→ EXERCISE PROMPT: Extract from the records below every line that contains the string "horse", treating uppercase and lowercase letters as distinct.

→ RECORDS PROVIDED:
--- start ---

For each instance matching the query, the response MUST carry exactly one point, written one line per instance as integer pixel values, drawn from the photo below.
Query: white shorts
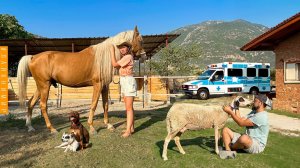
(128, 86)
(255, 147)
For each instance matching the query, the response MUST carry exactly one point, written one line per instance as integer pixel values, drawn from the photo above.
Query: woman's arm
(113, 57)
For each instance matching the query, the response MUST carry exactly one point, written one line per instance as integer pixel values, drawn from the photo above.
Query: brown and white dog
(80, 132)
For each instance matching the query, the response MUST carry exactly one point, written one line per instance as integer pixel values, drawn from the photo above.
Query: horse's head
(137, 45)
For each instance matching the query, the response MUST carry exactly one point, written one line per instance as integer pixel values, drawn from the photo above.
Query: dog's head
(66, 137)
(74, 117)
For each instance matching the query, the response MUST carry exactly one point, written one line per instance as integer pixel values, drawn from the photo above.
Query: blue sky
(92, 18)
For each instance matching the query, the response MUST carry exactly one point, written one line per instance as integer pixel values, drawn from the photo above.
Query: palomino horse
(89, 67)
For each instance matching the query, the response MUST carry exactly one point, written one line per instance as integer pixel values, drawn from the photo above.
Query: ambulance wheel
(203, 94)
(253, 91)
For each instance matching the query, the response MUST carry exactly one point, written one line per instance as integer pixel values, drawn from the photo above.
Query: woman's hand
(227, 109)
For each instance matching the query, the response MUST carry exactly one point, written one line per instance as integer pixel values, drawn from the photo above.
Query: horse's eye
(241, 99)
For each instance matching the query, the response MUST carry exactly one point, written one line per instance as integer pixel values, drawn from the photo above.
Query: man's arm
(236, 117)
(113, 57)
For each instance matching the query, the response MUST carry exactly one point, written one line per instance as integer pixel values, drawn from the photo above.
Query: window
(218, 75)
(292, 72)
(235, 72)
(251, 72)
(263, 72)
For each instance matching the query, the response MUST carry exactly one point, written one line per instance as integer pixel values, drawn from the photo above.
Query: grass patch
(285, 113)
(142, 149)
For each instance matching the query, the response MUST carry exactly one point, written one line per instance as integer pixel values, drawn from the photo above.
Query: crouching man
(257, 129)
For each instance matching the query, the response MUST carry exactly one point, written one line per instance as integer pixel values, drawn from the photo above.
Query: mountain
(10, 28)
(221, 41)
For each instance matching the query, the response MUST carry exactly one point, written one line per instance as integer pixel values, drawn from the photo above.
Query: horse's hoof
(110, 127)
(31, 129)
(93, 132)
(53, 131)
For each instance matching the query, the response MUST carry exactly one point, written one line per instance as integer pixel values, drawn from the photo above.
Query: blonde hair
(103, 55)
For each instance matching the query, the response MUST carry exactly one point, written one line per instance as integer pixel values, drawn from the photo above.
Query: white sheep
(186, 116)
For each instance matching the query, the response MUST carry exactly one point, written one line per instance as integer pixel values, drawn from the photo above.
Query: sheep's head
(240, 101)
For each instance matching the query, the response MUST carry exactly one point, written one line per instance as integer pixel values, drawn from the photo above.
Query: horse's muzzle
(143, 57)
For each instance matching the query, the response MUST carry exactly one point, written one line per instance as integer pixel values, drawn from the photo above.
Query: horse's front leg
(44, 88)
(105, 108)
(96, 94)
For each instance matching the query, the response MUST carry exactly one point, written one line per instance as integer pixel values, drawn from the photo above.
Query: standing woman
(127, 82)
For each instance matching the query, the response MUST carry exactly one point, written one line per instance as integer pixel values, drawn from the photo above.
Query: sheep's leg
(216, 139)
(167, 140)
(177, 142)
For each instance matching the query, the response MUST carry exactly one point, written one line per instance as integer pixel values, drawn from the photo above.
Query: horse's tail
(23, 73)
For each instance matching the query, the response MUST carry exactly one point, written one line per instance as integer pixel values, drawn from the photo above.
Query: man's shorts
(255, 147)
(128, 86)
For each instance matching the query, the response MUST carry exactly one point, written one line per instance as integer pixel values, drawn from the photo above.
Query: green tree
(175, 60)
(11, 29)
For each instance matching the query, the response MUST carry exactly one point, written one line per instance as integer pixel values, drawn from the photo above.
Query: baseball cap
(263, 98)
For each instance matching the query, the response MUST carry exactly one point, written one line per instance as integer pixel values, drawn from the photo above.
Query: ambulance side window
(218, 75)
(263, 72)
(251, 72)
(234, 72)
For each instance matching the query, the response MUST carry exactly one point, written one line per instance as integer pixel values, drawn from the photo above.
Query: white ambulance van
(229, 78)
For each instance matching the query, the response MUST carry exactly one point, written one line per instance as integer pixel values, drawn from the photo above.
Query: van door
(264, 80)
(250, 79)
(217, 84)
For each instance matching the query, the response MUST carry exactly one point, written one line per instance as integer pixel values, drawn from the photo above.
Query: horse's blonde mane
(103, 56)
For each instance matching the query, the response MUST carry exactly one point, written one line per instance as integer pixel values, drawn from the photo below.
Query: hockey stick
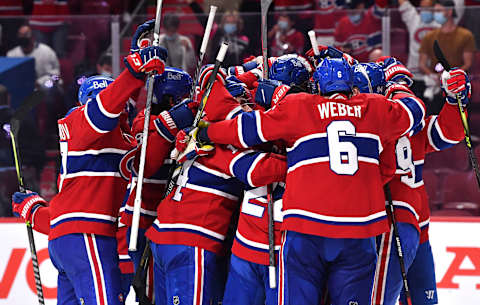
(265, 4)
(14, 129)
(132, 246)
(203, 101)
(203, 48)
(313, 41)
(140, 274)
(390, 212)
(468, 142)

--- end ---

→ FINAL RESULT:
Query: horse's head
Query: palomino horse
Query: horse's eye
Query: horse's hoof
Query: horse's muzzle
Query: horse's front leg
Query: horse's tail
Query: horse's blonde mane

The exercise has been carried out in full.